=== Text ===
(begin)
- Born: 21 August 1976 (age 50) Quito, Ecuador
- Education: Harvard Graduate School of Design, Tulane University
- Occupation: Architect
- Practice: Somatic Collaborative, South America Project
- Projects: Neapolitan Housing (Porto Alegre, Brazil) Perched House (Kassel, Germany), Urban Impact Study for the Metro de Quito (Ecuador), Mobility Infrastructure Study for Mexico City (Mexico)

= Felipe Correa =

Ecuadorian architect (born 1976)

Felipe Correa (born 21 August 1976) is an Ecuadorian architect, urbanist and author based in New York. He is the founder and managing partner of the design practice Somatic Collaborative.

He previously served as the Vincent and Eleanor Shea Professor at the University of Virginia School of Architecture. He also previously served as faculty at Harvard Graduate School of Design as an assistant professor (2008–2012), associate professor (2012–2018), and as director of the Master of Architecture in Urban Design (MAUD) program (2009–2018). Correa's writing, research, and design work have been widely published and exhibited.

==Early life and career==
Correa was born and raised in Quito, Ecuador. In 1995 he moved to New Orleans, Louisiana where he attended Tulane University for a Bachelor of Architecture. Shortly thereafter, he moved to Cambridge, Massachusetts where he attended Harvard University and graduated with a Master of Architecture in Urban Design degree from the Graduate School of Design. Since then, Correa has split his time between Charlottesville, New York, and Quito.
(end)
=== Stored rows ===
(begin)
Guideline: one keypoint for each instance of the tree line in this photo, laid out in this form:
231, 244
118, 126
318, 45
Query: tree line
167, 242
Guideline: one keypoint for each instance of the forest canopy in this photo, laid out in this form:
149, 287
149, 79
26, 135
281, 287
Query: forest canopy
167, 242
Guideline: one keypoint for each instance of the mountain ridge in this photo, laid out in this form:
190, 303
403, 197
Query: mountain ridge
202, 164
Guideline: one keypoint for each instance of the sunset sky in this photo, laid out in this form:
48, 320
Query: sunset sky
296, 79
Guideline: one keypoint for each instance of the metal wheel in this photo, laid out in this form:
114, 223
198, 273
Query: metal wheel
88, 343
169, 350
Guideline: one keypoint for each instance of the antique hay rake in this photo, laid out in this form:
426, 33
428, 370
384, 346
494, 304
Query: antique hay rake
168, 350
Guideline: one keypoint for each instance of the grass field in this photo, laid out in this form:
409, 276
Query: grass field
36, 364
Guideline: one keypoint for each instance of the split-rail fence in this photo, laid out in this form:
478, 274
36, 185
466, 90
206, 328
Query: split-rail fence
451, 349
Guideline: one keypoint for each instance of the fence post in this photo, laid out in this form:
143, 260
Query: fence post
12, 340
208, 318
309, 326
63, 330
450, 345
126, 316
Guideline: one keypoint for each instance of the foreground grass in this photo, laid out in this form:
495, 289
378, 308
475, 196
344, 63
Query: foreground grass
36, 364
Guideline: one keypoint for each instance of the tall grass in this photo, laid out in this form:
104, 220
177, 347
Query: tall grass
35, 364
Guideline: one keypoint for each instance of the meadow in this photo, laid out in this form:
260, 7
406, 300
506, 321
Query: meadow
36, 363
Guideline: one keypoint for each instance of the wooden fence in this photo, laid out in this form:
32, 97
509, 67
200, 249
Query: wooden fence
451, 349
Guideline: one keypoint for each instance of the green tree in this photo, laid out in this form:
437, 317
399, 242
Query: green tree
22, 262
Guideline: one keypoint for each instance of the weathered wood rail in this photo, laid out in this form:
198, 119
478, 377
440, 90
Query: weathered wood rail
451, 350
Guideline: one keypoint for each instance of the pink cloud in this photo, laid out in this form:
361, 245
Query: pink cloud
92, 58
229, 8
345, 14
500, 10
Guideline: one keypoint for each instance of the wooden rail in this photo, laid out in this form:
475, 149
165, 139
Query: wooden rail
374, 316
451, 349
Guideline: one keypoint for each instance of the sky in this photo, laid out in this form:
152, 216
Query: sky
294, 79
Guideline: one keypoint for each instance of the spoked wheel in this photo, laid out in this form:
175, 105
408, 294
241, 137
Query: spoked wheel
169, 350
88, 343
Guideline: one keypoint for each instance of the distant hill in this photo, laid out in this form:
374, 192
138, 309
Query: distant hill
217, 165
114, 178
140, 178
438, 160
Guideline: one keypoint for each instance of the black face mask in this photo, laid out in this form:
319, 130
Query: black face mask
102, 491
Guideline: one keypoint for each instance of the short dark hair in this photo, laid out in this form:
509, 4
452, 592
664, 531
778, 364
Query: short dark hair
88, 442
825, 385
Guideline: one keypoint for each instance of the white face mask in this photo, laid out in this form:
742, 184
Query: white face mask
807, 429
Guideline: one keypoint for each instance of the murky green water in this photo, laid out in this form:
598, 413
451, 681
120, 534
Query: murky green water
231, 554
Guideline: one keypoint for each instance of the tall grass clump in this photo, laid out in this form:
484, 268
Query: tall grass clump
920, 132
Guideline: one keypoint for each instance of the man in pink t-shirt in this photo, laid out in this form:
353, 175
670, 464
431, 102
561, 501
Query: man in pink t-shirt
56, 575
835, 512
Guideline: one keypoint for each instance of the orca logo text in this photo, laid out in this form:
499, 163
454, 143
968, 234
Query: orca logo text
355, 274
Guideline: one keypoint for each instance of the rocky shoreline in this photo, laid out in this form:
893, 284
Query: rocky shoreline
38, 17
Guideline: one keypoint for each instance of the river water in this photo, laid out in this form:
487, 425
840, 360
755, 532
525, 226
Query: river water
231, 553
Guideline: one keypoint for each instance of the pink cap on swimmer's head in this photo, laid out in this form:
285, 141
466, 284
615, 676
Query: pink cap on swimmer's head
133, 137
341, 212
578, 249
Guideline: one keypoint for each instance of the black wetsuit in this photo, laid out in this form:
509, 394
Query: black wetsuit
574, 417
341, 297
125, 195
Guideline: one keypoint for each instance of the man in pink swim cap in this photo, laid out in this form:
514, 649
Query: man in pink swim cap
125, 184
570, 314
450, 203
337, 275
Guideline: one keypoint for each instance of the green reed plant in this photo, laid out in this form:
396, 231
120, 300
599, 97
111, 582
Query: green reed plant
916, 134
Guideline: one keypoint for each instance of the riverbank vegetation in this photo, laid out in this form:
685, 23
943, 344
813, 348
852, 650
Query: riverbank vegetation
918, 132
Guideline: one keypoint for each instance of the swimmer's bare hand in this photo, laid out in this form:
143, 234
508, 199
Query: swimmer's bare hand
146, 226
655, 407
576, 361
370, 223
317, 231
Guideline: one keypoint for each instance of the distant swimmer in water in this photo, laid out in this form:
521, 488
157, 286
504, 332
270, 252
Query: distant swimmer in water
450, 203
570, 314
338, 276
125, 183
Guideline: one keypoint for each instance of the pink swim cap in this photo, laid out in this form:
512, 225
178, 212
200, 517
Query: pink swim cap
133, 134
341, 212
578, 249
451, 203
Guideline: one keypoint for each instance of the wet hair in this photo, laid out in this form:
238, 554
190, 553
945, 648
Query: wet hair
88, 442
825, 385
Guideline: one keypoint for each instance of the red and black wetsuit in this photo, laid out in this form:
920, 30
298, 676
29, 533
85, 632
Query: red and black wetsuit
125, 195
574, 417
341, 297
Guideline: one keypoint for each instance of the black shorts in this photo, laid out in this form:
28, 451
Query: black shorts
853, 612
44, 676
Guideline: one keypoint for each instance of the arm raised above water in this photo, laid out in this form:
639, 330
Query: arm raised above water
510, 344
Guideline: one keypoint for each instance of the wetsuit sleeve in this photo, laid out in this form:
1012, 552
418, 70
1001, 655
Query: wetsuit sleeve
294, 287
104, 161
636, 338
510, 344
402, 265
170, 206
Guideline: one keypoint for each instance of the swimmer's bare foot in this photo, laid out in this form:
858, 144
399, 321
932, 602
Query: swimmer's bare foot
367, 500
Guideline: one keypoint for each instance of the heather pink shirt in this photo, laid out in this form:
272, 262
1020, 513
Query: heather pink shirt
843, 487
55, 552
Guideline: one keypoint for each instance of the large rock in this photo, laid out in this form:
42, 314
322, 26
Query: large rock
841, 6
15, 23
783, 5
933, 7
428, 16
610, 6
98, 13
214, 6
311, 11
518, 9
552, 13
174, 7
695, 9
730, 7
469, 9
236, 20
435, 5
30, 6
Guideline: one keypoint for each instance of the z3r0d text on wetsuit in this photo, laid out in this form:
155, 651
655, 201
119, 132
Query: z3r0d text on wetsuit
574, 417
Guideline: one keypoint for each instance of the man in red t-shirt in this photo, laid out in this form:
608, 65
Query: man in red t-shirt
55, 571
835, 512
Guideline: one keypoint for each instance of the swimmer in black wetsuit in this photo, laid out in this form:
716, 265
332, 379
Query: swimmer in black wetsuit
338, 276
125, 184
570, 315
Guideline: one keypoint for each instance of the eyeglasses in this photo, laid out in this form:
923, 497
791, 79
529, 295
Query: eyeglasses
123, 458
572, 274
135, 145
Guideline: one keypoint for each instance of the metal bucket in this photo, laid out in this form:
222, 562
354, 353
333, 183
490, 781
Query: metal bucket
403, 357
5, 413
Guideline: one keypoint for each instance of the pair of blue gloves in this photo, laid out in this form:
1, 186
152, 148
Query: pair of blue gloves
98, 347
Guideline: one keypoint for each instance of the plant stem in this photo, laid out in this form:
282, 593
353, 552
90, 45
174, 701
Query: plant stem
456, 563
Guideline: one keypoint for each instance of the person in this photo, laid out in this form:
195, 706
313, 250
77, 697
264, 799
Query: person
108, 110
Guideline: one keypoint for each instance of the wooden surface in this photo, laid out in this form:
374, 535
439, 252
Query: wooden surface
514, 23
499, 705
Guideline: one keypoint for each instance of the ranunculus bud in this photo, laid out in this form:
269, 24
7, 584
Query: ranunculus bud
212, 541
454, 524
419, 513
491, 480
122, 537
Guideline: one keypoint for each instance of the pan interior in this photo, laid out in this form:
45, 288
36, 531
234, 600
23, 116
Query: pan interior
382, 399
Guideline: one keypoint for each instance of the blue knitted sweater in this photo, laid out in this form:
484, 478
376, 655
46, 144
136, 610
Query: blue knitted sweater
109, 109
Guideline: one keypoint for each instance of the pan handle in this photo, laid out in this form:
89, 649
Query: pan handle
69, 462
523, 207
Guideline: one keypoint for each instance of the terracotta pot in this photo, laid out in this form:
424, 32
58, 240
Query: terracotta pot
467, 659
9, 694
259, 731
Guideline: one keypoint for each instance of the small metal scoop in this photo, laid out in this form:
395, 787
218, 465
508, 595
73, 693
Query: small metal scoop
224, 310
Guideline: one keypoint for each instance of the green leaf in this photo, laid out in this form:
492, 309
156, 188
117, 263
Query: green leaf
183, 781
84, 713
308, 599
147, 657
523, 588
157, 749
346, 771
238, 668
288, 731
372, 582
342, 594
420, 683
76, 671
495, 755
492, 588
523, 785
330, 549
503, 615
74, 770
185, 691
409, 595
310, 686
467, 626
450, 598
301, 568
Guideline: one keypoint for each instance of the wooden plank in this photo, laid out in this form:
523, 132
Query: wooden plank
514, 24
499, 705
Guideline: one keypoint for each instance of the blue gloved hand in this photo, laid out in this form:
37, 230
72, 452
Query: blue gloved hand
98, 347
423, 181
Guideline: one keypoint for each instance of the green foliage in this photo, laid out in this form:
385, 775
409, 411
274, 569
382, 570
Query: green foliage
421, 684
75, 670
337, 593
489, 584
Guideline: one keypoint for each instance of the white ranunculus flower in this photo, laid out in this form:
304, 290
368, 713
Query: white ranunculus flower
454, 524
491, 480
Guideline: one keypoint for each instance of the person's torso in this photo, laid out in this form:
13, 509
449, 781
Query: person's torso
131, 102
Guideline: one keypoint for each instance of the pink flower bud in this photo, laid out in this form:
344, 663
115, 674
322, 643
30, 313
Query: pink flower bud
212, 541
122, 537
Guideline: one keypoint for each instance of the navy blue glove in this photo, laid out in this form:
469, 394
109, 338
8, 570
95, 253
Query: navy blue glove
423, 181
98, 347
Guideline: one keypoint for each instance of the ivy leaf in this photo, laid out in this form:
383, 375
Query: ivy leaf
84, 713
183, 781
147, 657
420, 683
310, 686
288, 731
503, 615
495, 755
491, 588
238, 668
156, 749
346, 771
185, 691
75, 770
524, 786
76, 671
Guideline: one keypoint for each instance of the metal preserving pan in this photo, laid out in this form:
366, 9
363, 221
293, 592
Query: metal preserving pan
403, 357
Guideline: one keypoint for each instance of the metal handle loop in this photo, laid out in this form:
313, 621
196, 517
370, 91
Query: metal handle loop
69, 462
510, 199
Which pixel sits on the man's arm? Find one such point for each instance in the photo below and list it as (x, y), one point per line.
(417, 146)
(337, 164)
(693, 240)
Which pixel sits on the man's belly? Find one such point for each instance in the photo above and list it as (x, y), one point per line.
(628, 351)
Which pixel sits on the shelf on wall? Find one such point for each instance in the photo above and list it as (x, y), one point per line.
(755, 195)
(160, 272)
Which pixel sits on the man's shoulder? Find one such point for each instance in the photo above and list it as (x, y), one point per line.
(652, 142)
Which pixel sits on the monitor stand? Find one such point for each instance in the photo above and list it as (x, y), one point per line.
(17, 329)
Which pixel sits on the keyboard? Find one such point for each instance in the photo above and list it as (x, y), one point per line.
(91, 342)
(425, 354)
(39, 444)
(end)
=== What you will do ===
In the text about Felipe Correa, translate this sentence into Spanish: "He is the founder and managing partner of the design practice Somatic Collaborative."

=== Correct output ===
Es el fundador y socio director del estudio de diseño Somatic Collaborative.